List each line in the records that contains the word "grass", copying it in full.

═══ MATERIAL PROVIDED ═══

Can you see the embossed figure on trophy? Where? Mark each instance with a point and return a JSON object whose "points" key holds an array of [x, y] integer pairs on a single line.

═══
═══ MATERIAL PROVIDED ═══

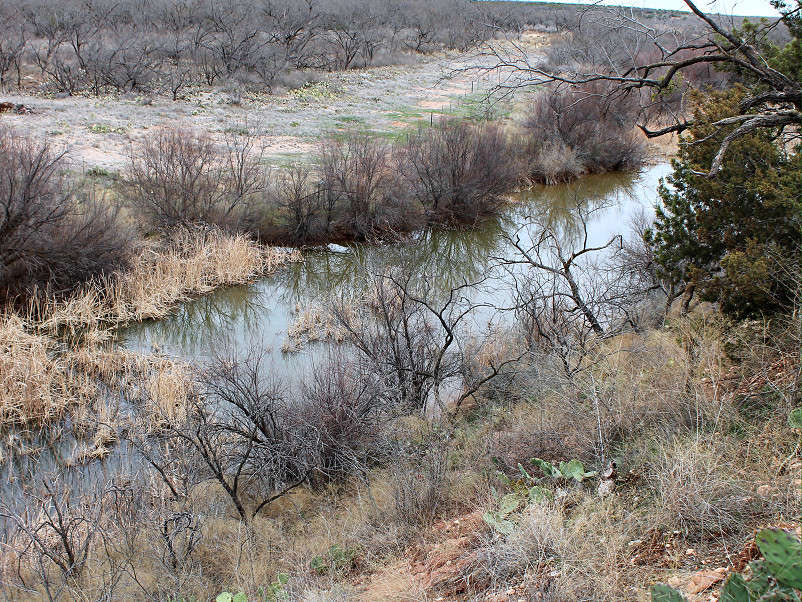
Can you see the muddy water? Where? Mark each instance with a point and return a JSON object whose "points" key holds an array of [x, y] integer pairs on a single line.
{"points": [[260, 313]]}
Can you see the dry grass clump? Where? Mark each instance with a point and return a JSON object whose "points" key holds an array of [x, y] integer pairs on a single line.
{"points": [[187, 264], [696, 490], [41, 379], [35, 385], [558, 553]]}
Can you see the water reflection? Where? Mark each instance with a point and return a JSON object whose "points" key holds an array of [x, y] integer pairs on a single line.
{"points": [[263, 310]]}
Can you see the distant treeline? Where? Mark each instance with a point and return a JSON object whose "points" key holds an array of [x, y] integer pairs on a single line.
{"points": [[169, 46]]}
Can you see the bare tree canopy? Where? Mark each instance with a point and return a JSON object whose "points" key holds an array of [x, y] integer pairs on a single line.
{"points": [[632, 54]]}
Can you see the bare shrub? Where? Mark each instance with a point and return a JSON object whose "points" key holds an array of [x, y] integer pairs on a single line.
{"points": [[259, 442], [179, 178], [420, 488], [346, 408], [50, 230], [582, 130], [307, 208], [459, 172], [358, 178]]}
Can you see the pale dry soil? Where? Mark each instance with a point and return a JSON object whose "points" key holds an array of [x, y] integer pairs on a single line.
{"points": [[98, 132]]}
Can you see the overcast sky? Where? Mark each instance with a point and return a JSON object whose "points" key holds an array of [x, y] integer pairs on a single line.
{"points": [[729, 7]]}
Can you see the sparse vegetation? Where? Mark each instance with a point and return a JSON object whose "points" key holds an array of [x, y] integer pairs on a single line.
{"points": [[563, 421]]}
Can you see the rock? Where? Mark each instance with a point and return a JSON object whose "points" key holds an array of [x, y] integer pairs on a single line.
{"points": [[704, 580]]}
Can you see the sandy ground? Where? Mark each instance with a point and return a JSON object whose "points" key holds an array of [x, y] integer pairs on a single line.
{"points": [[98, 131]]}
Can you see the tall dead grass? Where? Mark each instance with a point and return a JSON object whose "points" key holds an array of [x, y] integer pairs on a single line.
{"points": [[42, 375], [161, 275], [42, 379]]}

═══
═══ MATERIAL PROVIDED ═══

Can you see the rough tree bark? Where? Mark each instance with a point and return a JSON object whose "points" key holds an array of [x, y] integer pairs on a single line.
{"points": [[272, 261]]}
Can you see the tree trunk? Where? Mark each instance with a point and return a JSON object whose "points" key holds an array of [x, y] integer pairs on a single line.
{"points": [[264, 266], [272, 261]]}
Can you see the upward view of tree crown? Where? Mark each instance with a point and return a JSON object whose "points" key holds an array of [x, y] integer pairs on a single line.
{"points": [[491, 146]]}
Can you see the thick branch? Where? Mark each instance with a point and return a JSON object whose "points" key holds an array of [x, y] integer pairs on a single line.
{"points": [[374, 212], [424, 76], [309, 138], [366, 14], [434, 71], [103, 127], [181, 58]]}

═══

## TASK RESPONSE
Can you see the dry grass clump? Where? Mark each instance with a point and return a JSON object whose "points" key holds an array of [x, y] integer pairs on a single line.
Can you see the tall dead grass? Where? Mark each instance with a point and return a JSON object whose "points" key holds an array of [x, y] integer pairs on a single line.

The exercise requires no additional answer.